### Given exercise
Here are some records. Copy each one exactly.

· · · · · · ·

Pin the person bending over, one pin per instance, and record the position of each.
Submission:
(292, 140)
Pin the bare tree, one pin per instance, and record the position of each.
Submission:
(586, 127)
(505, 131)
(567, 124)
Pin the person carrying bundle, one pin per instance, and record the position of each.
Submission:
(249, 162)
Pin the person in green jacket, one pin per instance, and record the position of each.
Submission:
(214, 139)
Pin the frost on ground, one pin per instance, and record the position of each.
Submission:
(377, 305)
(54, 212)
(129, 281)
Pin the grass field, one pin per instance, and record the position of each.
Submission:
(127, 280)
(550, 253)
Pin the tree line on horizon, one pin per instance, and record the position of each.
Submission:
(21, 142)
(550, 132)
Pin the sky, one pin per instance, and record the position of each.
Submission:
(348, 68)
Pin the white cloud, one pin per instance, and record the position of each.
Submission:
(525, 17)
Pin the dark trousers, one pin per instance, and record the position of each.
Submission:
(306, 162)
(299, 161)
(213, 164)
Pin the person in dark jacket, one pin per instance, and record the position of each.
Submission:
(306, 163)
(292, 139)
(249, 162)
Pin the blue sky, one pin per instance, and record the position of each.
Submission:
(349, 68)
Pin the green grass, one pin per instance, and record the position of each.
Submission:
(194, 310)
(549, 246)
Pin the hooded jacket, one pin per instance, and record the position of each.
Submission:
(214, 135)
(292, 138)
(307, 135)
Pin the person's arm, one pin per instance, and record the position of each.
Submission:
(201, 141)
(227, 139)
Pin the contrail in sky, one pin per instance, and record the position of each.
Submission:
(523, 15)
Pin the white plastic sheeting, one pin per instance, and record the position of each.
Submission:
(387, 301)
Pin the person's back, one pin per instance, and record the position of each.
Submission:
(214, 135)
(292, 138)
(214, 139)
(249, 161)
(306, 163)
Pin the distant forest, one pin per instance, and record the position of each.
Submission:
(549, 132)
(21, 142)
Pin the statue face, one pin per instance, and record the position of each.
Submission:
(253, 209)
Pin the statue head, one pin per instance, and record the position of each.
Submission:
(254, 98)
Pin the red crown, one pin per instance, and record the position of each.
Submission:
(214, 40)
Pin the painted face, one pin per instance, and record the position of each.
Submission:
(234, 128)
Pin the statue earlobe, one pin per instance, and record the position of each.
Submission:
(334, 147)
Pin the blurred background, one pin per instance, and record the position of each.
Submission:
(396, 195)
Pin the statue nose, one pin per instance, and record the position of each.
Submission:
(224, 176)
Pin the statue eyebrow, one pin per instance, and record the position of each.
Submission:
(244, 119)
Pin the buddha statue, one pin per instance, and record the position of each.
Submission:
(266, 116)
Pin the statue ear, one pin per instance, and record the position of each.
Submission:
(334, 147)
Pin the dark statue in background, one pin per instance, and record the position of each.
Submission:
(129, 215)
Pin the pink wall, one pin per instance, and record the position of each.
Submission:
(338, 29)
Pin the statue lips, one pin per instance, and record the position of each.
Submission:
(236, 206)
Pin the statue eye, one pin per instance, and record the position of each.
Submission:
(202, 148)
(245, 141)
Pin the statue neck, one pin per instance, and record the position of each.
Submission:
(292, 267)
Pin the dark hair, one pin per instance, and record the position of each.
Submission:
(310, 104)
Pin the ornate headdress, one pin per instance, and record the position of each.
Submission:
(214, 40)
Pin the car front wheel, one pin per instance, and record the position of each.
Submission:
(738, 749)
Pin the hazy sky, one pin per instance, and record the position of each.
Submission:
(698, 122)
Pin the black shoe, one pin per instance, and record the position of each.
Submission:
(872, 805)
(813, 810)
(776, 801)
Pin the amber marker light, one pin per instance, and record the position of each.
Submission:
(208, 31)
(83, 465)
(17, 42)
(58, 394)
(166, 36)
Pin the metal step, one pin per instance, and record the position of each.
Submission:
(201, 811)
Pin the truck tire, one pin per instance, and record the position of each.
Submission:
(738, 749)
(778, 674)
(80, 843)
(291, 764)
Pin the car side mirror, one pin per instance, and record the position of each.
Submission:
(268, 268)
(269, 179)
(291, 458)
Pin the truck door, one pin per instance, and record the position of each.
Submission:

· · · · · · ·

### Result for this exercise
Pin the person bending over, one pin per instance, and record the position of each.
Submission:
(292, 140)
Pin the bare tree, one pin per instance, and record the position of each.
Submission:
(586, 127)
(505, 131)
(567, 124)
Pin the person carrying bundle, one pin per instance, and record the position of each.
Submission:
(249, 162)
Pin the person in green jacket, one pin per instance, and record the position of each.
Submission:
(214, 139)
Pin the frost on ground, one pin per instance, and record the position of each.
Submission:
(377, 305)
(54, 212)
(129, 281)
Pin the grass field, one pin per instance, and record the position of each.
Submission:
(127, 280)
(550, 253)
Pin the tree line on horizon, one pin per instance, and record the position of each.
Submission:
(21, 142)
(550, 132)
Pin the sky, one pin per instance, and record the position of each.
Submission:
(348, 68)
Pin the white cloud, one pin per instance, and record the position of each.
Submission:
(525, 17)
Pin the dark trousers, one pin per instance, and record the position of each.
Submission:
(306, 162)
(299, 161)
(213, 164)
Pin the person in dark jacket, one pin per instance, and record the position of each.
Submission:
(306, 163)
(292, 139)
(249, 162)
Pin the blue sky, one pin per instance, and record the position of each.
Submission:
(349, 68)
Pin the green grass, one pin per instance, and record the position of each.
Submission:
(194, 310)
(549, 246)
Pin the hooded jacket, one pin per instance, and record the position of each.
Submission:
(214, 135)
(292, 138)
(307, 135)
Pin the person's arm, one pin per instance, and record the position of each.
Submission:
(201, 141)
(227, 139)
Pin the contrail in sky, one pin per instance, and record the position of each.
Submission:
(523, 15)
Pin the white plastic sheeting, one pin per instance, and record the position of each.
Submission:
(387, 301)
Pin the person's back, one pin per instance, and record the position of each.
Submission:
(214, 135)
(292, 138)
(214, 139)
(249, 161)
(306, 163)
Pin the distant forest, one pin per instance, and record the position of each.
Submission:
(549, 132)
(21, 142)
Pin the statue face, one pin per instance, and record the position of each.
Submission:
(253, 209)
Pin the statue head, one pin per instance, and record the position of each.
Submission:
(254, 98)
Pin the red crown, one pin per instance, and record the position of each.
Submission:
(214, 40)
Pin the painted face, one pin per instance, and record the position of each.
Submission:
(234, 128)
Pin the statue earlobe, one pin per instance, and record the position of each.
Submission:
(334, 147)
Pin the blurred background, one pin per instance, and record the position of each.
Submission:
(396, 195)
Pin the statue nose, one pin per instance, and record the position of each.
Submission:
(224, 176)
Pin the statue eyebrow, one pin per instance, and record the position of each.
Submission:
(244, 119)
Pin the buddha statue, one pin per instance, and record the position of each.
Submission:
(266, 116)
Pin the statue ear, one pin per instance, and record the position of each.
Submission:
(334, 147)
Pin the dark statue in background, one pin per instance, and record the position of each.
Submission:
(129, 215)
Pin the pink wall, one pin per instance, and record the position of each.
Submission:
(338, 29)
Pin the statue lips, one pin per instance, and record the position of each.
Submission:
(236, 206)
Pin the statue eye, one pin per instance, and record the position of each.
Submission:
(202, 148)
(245, 141)
Pin the statue neck, one pin per instance, and record the position of each.
Submission:
(292, 267)
Pin the dark hair, one pin per instance, and record the position of each.
Submission:
(310, 104)
Pin the ornate headdress, one pin per instance, and record the position of each.
Submission:
(214, 40)
Pin the car front wheel, one pin per instance, and record the position of each.
Submission:
(738, 749)
Pin the hazy sky, one pin per instance, and record the position of each.
Submission:
(698, 122)
Pin the black shoe, one pin per instance, and record the position of each.
Submission:
(872, 805)
(813, 810)
(776, 801)
Pin the amber marker light, one pin per instance, and record the position of each.
Submission:
(208, 31)
(83, 465)
(17, 42)
(58, 394)
(166, 36)
Pin the metal step, one pin per instance, and record the position of each.
Submission:
(201, 811)
Pin the truck tire, one pin per instance, and record the position of each.
Submission:
(738, 749)
(778, 674)
(80, 843)
(291, 764)
Pin the car side mirror, one pin per instance, and record the position of each.
Submission:
(268, 268)
(269, 179)
(291, 458)
Pin the truck door, one pin per instance, and record the position of each.
Submission:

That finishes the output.